> _Exercise details_:
Arrange every line of the material below as a Markdown table with the columns "Row" and "Line," numbering the rows and skipping blank lines. Leave the pictures out.

== Data extract

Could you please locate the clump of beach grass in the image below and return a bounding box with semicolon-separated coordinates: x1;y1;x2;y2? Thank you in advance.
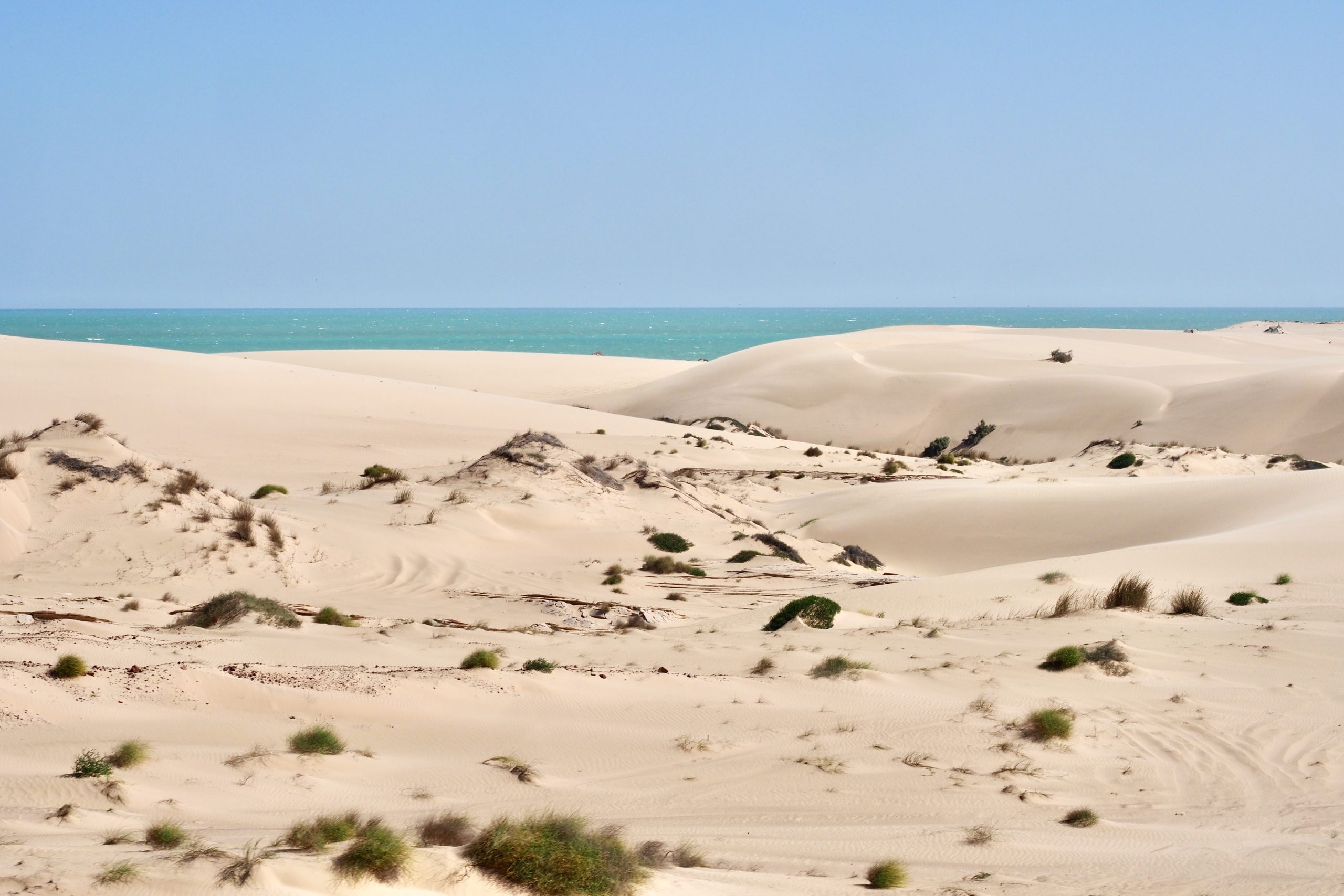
463;650;500;669
289;725;345;756
313;607;359;629
1102;572;1153;610
47;653;89;678
808;654;872;678
332;821;413;884
108;740;149;768
864;858;910;889
1059;809;1101;827
464;815;648;896
145;821;187;849
1022;709;1074;743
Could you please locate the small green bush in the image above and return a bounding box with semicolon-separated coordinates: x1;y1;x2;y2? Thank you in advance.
70;750;111;778
417;811;476;846
463;650;500;669
808;656;872;678
649;532;695;553
313;607;359;629
289;725;345;756
332;821;413;884
145;821;187;849
93;861;140;887
1023;709;1074;742
47;653;89;678
1227;591;1269;607
108;740;149;768
919;435;951;457
464;815;648;896
1059;809;1101;827
281;813;359;853
1040;644;1087;672
762;594;840;631
1102;572;1153;610
173;591;302;629
1168;588;1208;617
640;553;704;575
866;860;910;889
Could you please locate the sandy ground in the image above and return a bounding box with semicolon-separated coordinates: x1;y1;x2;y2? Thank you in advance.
0;324;1344;896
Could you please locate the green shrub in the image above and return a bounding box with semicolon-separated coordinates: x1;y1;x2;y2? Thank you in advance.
93;861;140;887
332;821;411;884
253;483;289;501
762;594;840;631
1023;709;1074;740
753;532;802;563
417;811;476;846
1227;591;1269;607
70;750;111;778
145;821;187;849
808;656;872;678
47;653;89;678
313;607;359;629
1168;588;1208;617
281;813;359;853
173;591;302;629
919;435;951;457
1040;644;1087;672
108;740;149;768
1059;809;1101;827
464;815;648;896
463;650;500;669
289;725;345;756
649;532;695;553
866;860;909;889
1102;572;1153;610
640;553;704;575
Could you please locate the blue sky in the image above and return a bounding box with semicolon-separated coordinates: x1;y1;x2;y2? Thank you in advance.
0;0;1344;308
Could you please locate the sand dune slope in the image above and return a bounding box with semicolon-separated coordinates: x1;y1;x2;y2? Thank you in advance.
589;324;1344;461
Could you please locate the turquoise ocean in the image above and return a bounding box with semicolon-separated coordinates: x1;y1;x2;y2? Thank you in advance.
0;308;1344;360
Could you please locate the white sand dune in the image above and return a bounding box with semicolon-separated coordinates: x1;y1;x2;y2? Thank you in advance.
0;332;1344;896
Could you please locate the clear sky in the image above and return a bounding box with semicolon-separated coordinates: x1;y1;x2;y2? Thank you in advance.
0;0;1344;308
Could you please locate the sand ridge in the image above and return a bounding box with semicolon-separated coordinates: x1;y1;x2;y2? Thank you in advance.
0;332;1344;896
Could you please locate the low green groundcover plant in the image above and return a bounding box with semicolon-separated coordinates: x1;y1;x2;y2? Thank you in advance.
1106;451;1138;470
464;815;648;896
1024;709;1074;740
289;725;345;756
1227;591;1269;607
332;821;413;884
762;594;840;631
463;650;500;669
649;532;695;553
866;860;909;889
47;653;89;678
313;607;359;629
1040;644;1087;672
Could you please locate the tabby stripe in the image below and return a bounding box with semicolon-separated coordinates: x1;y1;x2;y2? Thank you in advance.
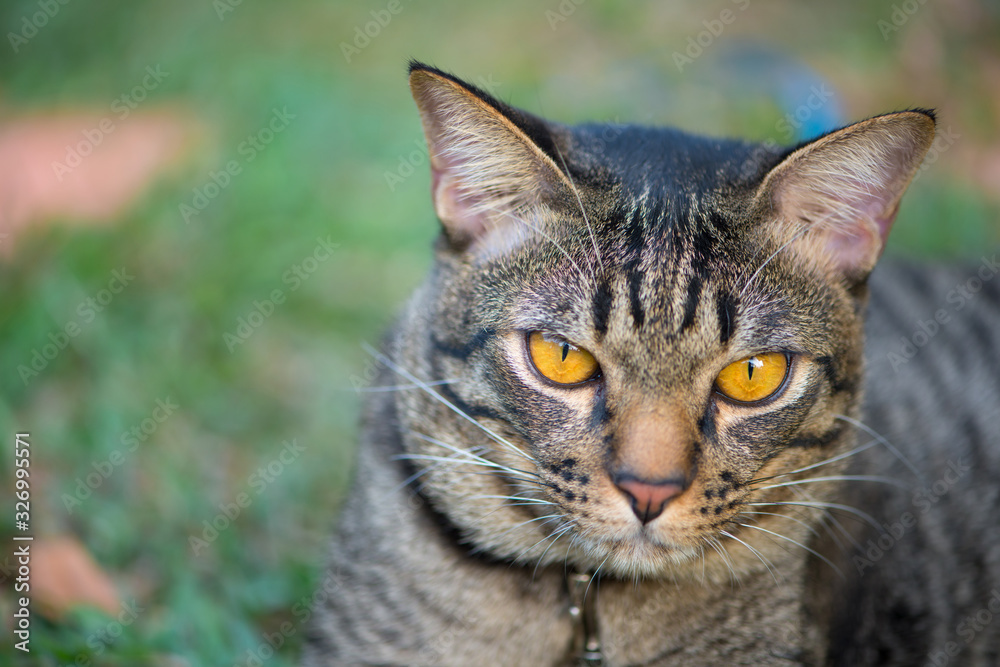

====

> _Expected answer_:
| Row | Line |
|---|---|
| 1 | Could you please locate the clump of beach grass in the image below and return a bounding box with semicolon-separated coordinates: x1;y1;x2;y2? Thank you in advance. |
| 2 | 463;650;500;669 |
| 3 | 289;725;345;756 |
| 4 | 313;607;359;629 |
| 5 | 1102;572;1153;610 |
| 6 | 47;653;89;678 |
| 7 | 808;654;872;678 |
| 8 | 332;821;413;884 |
| 9 | 108;740;149;768 |
| 10 | 864;858;910;889 |
| 11 | 1059;809;1101;827 |
| 12 | 464;815;648;896 |
| 13 | 145;821;187;849 |
| 14 | 1022;709;1074;743 |
| 15 | Could you please locate the small green bush in the image above and return a bounding box with semicolon-separated coordinates: x1;y1;x2;y2? Thank you in advance. |
| 16 | 70;750;111;778 |
| 17 | 417;811;476;846 |
| 18 | 463;650;500;669 |
| 19 | 808;656;872;678 |
| 20 | 649;532;695;553 |
| 21 | 313;607;359;629 |
| 22 | 289;725;345;756 |
| 23 | 332;821;413;884 |
| 24 | 145;821;187;849 |
| 25 | 93;861;140;887 |
| 26 | 1023;709;1074;742 |
| 27 | 47;653;89;678 |
| 28 | 1227;591;1269;607 |
| 29 | 108;740;149;768 |
| 30 | 919;435;951;457 |
| 31 | 464;815;648;896 |
| 32 | 1059;809;1101;827 |
| 33 | 281;813;359;853 |
| 34 | 1040;644;1087;672 |
| 35 | 762;594;840;631 |
| 36 | 1102;572;1153;610 |
| 37 | 173;591;302;629 |
| 38 | 1168;588;1208;617 |
| 39 | 640;553;704;575 |
| 40 | 866;860;910;889 |
| 41 | Could you please locate the sandy ground in the image above and return a bounding box with semicolon-separated coordinates: x1;y1;x2;y2? Thank you in advance. |
| 42 | 0;324;1344;896 |
| 43 | Could you please locate the green shrub in the image above and return a bounding box with semicolon-separated coordinates: x1;y1;x2;y2? Thank you in advance. |
| 44 | 93;861;140;887 |
| 45 | 332;821;411;884 |
| 46 | 253;483;289;501 |
| 47 | 762;594;840;631 |
| 48 | 1023;709;1074;740 |
| 49 | 753;532;802;563 |
| 50 | 417;811;476;846 |
| 51 | 1227;591;1269;607 |
| 52 | 70;750;111;778 |
| 53 | 145;821;187;849 |
| 54 | 808;656;872;678 |
| 55 | 47;653;89;678 |
| 56 | 313;607;359;629 |
| 57 | 1168;588;1208;617 |
| 58 | 281;813;359;853 |
| 59 | 173;591;302;629 |
| 60 | 919;435;951;457 |
| 61 | 1040;644;1087;672 |
| 62 | 108;740;149;768 |
| 63 | 1059;809;1101;827 |
| 64 | 464;815;648;896 |
| 65 | 463;650;500;669 |
| 66 | 289;725;345;756 |
| 67 | 649;532;695;553 |
| 68 | 866;860;909;889 |
| 69 | 1102;572;1153;610 |
| 70 | 640;553;704;575 |
| 71 | Could you please locate the blue sky in the image above and return a bounding box with semicolon-separated coordinates: x1;y1;x2;y2? Thank you in advance. |
| 72 | 0;0;1344;308 |
| 73 | Could you please locate the sand dune slope in the image above and return a bounding box with semicolon-separated coordinates: x1;y1;x2;y2? Thank you in advance. |
| 74 | 589;324;1344;461 |
| 75 | Could you please locate the turquoise ocean in the image above and return a bounding box with semicolon-separated coordinates: x1;y1;x2;y2? Thank you in advance. |
| 76 | 0;308;1344;360 |
| 77 | Could you please locate the white sand dune in the image above and return a bounding box with semicolon-separated coordinates: x1;y1;x2;y2? Thank you in advance. |
| 78 | 0;332;1344;896 |
| 79 | Could you please locate the clear sky in the image above and return a bounding box with semicolon-separated coordinates: x1;y1;x2;y2? Thank you in advance. |
| 80 | 0;0;1344;308 |
| 81 | Could you please locate the sand ridge in the image above and return a bounding box with semicolon-separated coordinates: x1;y1;x2;y2? Thank you in advance. |
| 82 | 0;332;1344;896 |
| 83 | Could you please locate the low green groundcover plant in the image above and return a bounding box with semicolon-separated coordinates: x1;y1;x2;y2? Thank you in advance. |
| 84 | 1106;451;1138;470 |
| 85 | 464;815;648;896 |
| 86 | 1024;709;1074;740 |
| 87 | 289;725;345;756 |
| 88 | 1227;591;1269;607 |
| 89 | 332;821;413;884 |
| 90 | 762;594;840;631 |
| 91 | 463;650;500;669 |
| 92 | 649;532;695;553 |
| 93 | 866;860;909;889 |
| 94 | 47;653;89;678 |
| 95 | 313;607;359;629 |
| 96 | 1040;644;1087;672 |
| 97 | Could you please locate the tabby stripe in the image below and return a bounding box with semicolon-separated coordinates: x1;y1;x2;y2? Thank you in advance. |